What needs to be done: An exact transcription of the records is required, minus any images.
Extracted entries START
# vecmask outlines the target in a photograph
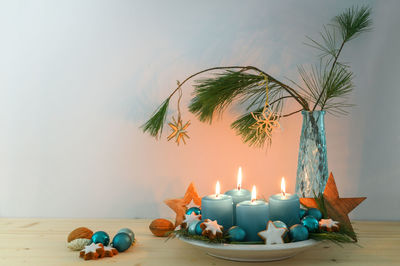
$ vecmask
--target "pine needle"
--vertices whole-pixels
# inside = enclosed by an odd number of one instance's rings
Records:
[[[202,122],[212,122],[235,98],[250,93],[264,78],[241,71],[225,71],[212,78],[197,80],[189,110]]]
[[[162,129],[167,117],[168,105],[170,98],[167,98],[157,109],[157,111],[144,123],[141,128],[143,132],[148,132],[155,138],[161,137]]]

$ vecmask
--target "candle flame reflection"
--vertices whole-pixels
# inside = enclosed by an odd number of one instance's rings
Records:
[[[282,195],[285,197],[286,189],[285,189],[285,178],[284,177],[282,177],[282,181],[281,181],[281,192],[282,192]]]
[[[242,167],[239,166],[237,174],[237,189],[240,190],[241,188],[242,188]]]
[[[254,202],[257,199],[257,190],[256,186],[253,186],[253,189],[251,191],[251,202]]]
[[[221,187],[219,185],[219,181],[217,181],[217,184],[215,185],[215,196],[218,197],[220,193],[221,193]]]

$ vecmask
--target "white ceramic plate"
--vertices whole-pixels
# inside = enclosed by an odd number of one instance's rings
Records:
[[[284,260],[319,243],[319,241],[309,239],[300,242],[276,245],[240,245],[213,244],[185,237],[179,237],[179,239],[205,251],[208,255],[233,261]]]

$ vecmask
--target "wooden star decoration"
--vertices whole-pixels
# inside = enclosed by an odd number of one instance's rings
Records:
[[[169,122],[168,125],[172,129],[171,135],[168,136],[168,141],[171,139],[175,138],[175,142],[179,145],[180,140],[183,141],[184,144],[186,144],[185,137],[190,138],[187,134],[187,128],[190,126],[190,121],[186,122],[186,124],[183,125],[182,119],[180,116],[178,116],[178,120],[175,120],[174,117],[172,117],[173,122]]]
[[[338,221],[341,228],[349,232],[349,236],[357,241],[353,226],[351,225],[348,214],[355,209],[366,197],[340,198],[336,187],[335,178],[331,173],[322,194],[323,203],[329,218]],[[301,198],[300,203],[307,208],[318,208],[315,198]]]
[[[180,225],[185,219],[187,205],[189,205],[192,201],[197,206],[201,206],[201,198],[199,197],[199,194],[197,193],[193,183],[190,183],[183,198],[164,200],[164,203],[176,213],[175,227]]]

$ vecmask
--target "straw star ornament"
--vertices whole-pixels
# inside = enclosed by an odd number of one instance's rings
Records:
[[[261,113],[252,112],[251,116],[256,122],[251,128],[256,130],[257,134],[266,134],[268,139],[272,138],[272,131],[279,128],[278,115],[269,108],[264,108]]]
[[[175,117],[172,117],[172,121],[173,122],[168,123],[168,125],[172,129],[171,135],[168,136],[168,141],[175,138],[175,142],[178,145],[181,140],[183,141],[184,144],[186,144],[185,138],[190,139],[186,130],[190,126],[190,121],[186,122],[186,124],[183,124],[180,116],[178,116],[178,120],[175,120]]]

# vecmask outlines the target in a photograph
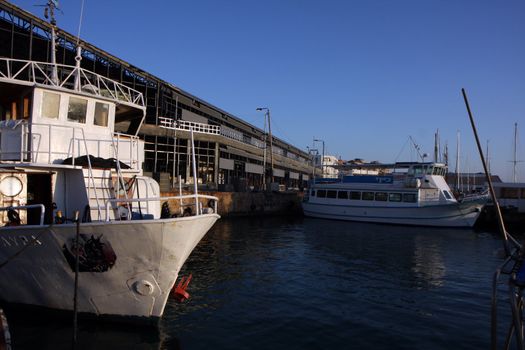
Extracted entries END
Answer section:
# vecmask outlines the target in a photograph
$ vecmask
--target "pine needle"
--vertices whole-pixels
# inside = enclosed by an odd number of one instance's rings
Records:
[[[202,122],[212,122],[235,98],[250,93],[264,78],[241,71],[225,71],[212,78],[197,80],[189,110]]]
[[[162,129],[167,117],[168,105],[170,98],[167,98],[157,109],[157,111],[144,123],[141,128],[143,132],[148,132],[155,138],[161,137]]]

$ vecmask
--target "candle flame reflection"
--vertices whole-pixels
# inside = enclosed by an odd number of one instance's rings
Records:
[[[282,195],[285,197],[286,189],[285,189],[285,178],[284,177],[282,177],[282,181],[281,181],[281,192],[282,192]]]
[[[242,167],[239,166],[237,174],[237,189],[240,190],[241,188],[242,188]]]
[[[254,202],[257,199],[257,190],[256,186],[253,186],[253,189],[251,191],[251,202]]]
[[[221,187],[219,185],[219,181],[217,181],[217,184],[215,185],[215,196],[218,197],[220,193],[221,193]]]

$ vecmask
--target "white ceramic plate"
--vertices whole-pixels
# inside = enclosed by an odd number of one instance's rings
Records:
[[[284,260],[319,243],[319,241],[309,239],[300,242],[276,245],[240,245],[213,244],[185,237],[179,237],[179,239],[205,251],[208,255],[233,261]]]

$ vecmask
--target "wooden star decoration"
--vertices whole-pixels
# inside = enclosed by an odd number of one instance's rings
Records:
[[[169,122],[168,125],[172,129],[171,135],[168,136],[168,141],[171,139],[175,138],[175,142],[179,145],[180,140],[183,141],[184,144],[186,144],[185,137],[190,138],[187,134],[187,128],[190,126],[190,121],[186,122],[186,124],[183,125],[182,119],[180,116],[178,116],[178,120],[175,120],[174,117],[172,117],[173,122]]]
[[[338,221],[341,228],[349,232],[349,236],[357,241],[353,226],[351,225],[348,214],[355,209],[366,197],[340,198],[336,187],[335,178],[331,173],[322,194],[323,203],[329,218]],[[301,198],[300,203],[307,208],[318,208],[315,198]]]
[[[180,225],[185,219],[187,205],[189,205],[192,201],[197,206],[201,206],[201,198],[199,197],[199,194],[197,193],[193,183],[190,183],[183,198],[164,200],[164,203],[176,213],[175,227]]]

$ vecmask
--target "straw star ornament"
--vertices whole-pixels
# inside = enclosed by an odd number of one instance's rings
Records:
[[[261,113],[252,112],[251,116],[256,122],[251,128],[256,130],[257,134],[266,134],[268,139],[272,138],[272,131],[279,128],[278,115],[269,108],[264,108]]]
[[[175,117],[172,117],[172,121],[173,122],[168,123],[168,125],[172,129],[171,135],[168,136],[168,141],[175,138],[175,142],[178,145],[181,140],[183,141],[184,144],[186,144],[185,138],[190,139],[186,130],[190,126],[190,121],[186,122],[186,124],[183,124],[180,116],[178,116],[178,120],[175,120]]]

# vecmask outlines the target in a photograph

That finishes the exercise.